## [Problem 1]
Answer these questions using the enzalutamide report.
(a) Which agency granted priority review to the enzalutamide application, and on what date?
(b) What hazard ratio for radiographic progression-free survival did the ARCHES trial report?
(c) Which three outcomes improved with enzalutamide plus ADT in the ENZAMET trial?
## [Problem 2]
Continue the enzalutamide report from its final sentence.

## [Source document]

⁂

On August 21, an application for the androgen receptor inhibitor enzalutamide was granted priority review by the United States Food and Drug Administration (FDA). Enzalutamide is currently approved for treatment of both nonmetastatic and metastatic castration-resistant prostate cancer (mCRPC). This new application adds an indication for enzalutamide as a treatment for patients with metastatic hormone-sensitive prostate cancer (mHSPC). The approval is based on results from the phase III ARCHES trial. In this study, the combination of enzalutamide with androgen deprivation therapy (ADT) in mHSPC resulted in significant improvements in radiographic progression-free survival (PFS) compared with ADT alone (hazard ratio 0.39; P <.001). The addition of enzalutamide to ADT also resulted in significant improvements in prostate-specific antigen (PSA) progression, symptomatic skeletal events, and pain progression. Similar results were also observed in the phase III ENZAMET trial, where the combination of enzalutamide and ADT resulted in significant improvements in overall survival, PSA PFS, and clinical PFS. In both trials, the toxicity profile of enzalutamide was favorable and consistent with known safety of this agent in CRPC.

⁂

## [Dataset records]

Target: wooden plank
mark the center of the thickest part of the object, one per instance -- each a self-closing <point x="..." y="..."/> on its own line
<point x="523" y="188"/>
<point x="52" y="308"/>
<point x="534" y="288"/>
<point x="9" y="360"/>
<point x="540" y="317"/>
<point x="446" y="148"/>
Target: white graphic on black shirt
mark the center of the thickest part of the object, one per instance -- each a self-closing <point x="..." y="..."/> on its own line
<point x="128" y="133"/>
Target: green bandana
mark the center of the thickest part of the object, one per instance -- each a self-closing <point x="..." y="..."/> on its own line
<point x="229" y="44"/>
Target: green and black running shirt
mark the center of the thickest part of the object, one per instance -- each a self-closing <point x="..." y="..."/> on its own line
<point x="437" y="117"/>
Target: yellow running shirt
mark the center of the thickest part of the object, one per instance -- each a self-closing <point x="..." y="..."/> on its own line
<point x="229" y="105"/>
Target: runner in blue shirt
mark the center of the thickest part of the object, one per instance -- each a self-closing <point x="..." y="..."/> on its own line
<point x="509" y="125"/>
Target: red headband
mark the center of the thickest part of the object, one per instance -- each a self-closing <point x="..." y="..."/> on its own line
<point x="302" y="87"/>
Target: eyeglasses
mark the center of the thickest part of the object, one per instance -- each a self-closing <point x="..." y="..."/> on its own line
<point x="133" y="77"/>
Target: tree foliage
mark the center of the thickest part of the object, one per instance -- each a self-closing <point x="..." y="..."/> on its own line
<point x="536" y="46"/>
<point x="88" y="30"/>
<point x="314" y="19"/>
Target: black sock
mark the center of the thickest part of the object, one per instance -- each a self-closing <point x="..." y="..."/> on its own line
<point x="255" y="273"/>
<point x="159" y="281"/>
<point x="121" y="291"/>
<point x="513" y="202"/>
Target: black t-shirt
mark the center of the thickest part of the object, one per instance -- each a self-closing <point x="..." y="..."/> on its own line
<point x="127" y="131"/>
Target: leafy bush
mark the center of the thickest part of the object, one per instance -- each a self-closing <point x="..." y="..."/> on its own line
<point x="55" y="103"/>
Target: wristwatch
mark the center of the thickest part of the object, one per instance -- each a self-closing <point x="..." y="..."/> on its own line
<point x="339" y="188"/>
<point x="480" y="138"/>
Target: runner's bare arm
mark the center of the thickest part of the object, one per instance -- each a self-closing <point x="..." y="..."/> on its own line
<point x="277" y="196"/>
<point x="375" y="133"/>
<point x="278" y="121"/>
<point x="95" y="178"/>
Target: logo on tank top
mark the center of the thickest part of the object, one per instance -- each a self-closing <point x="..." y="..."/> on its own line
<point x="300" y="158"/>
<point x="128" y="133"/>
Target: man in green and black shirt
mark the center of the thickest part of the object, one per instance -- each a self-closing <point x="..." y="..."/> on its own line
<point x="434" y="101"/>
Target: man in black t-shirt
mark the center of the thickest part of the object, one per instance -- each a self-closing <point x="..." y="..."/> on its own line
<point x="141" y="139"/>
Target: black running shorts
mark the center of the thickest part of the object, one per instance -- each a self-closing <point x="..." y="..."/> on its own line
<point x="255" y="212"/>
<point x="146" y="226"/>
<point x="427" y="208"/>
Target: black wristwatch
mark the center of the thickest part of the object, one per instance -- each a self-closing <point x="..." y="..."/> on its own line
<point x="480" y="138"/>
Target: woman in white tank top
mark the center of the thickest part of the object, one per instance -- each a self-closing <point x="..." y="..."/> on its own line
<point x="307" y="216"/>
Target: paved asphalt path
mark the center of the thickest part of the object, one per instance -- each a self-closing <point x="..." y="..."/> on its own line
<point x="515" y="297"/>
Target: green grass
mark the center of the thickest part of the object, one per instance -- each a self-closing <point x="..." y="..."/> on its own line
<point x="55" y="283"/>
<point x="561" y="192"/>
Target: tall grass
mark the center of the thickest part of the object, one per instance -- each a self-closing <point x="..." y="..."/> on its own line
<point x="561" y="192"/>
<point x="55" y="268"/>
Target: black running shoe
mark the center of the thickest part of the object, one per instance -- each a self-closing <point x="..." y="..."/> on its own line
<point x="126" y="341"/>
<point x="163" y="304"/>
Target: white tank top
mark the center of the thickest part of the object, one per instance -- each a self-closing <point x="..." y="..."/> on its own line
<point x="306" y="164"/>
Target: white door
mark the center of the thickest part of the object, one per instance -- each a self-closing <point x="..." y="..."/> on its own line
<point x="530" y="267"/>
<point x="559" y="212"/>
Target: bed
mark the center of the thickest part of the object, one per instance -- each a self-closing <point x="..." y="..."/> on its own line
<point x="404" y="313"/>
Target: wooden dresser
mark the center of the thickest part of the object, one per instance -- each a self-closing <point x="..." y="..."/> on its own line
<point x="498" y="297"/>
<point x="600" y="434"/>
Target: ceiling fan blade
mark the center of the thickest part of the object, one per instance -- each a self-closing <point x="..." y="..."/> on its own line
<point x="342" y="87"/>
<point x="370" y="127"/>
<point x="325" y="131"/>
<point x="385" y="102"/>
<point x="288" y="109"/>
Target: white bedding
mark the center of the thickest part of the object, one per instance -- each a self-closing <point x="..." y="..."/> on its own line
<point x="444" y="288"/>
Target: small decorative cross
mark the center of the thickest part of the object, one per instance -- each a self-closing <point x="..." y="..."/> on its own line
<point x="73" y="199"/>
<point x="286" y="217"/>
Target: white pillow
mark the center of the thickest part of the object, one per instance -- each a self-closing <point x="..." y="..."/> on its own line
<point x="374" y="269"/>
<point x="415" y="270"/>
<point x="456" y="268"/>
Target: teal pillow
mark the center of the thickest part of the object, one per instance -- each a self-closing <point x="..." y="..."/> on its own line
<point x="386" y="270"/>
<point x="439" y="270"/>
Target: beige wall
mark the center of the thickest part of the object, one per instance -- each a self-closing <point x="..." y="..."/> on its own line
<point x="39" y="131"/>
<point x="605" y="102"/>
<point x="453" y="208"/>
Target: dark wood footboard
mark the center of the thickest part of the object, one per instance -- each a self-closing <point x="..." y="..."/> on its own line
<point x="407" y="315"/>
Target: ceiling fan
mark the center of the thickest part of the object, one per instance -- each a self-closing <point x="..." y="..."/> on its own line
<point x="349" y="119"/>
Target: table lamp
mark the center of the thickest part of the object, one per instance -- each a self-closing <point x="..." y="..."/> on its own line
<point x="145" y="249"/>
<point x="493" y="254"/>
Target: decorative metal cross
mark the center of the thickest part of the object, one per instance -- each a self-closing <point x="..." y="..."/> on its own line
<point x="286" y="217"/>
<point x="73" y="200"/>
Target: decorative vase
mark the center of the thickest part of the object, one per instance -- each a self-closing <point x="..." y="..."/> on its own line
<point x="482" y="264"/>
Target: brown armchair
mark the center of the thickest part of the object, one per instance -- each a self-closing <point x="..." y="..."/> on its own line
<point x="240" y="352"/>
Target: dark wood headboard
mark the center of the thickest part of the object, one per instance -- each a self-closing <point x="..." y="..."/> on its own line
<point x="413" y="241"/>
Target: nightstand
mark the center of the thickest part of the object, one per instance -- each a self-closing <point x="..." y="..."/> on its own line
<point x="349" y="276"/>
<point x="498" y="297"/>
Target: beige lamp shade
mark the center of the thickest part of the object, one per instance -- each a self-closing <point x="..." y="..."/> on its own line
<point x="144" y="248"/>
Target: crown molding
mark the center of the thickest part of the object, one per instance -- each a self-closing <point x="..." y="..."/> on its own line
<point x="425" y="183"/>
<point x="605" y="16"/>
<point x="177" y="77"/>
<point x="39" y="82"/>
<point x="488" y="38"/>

⁂

## [Response area 1]
(a) The United States Food and Drug Administration (FDA), on August 21.
(b) A hazard ratio of 0.39 (P <.001).
(c) Overall survival, PSA PFS, and clinical PFS.

## [Response area 2]
High Altitude: If approved, enzalutamide will join abiraterone and docetaxel as mCRPC treatments that have demonstrated efficacy in the setting of mHSPC. As these mCRPC treatments move to earlier stages of disease, treating CRPC might become more complex with a growing need for new treatment options. Most patients progressing on enzalutamide or abiraterone in the HSPC setting will respond poorly to further androgen inhibition, and novel, effective treatment options will be needed. Further, deciding whether to use abiraterone, enzalutamide, or docetaxel first in mHSPC continues to be investigated. Development of novel treatment options along with identification of biomarkers for sensitivity to androgen inhibition have become the major focus of research moving forward.
Ground Level: While most community oncologists are familiar with enzalutamide as a treatment for mCRPC, additional education will be necessary for proper use of this agent in patients with mHSPC. Along with docetaxel and abiraterone, approval of enzalutamide means there will be 3 agents available for use in combination with ADT. Community oncologists will need answers to complicated questions, including sequencing of these therapies and how their selection affects mCRPC treatment.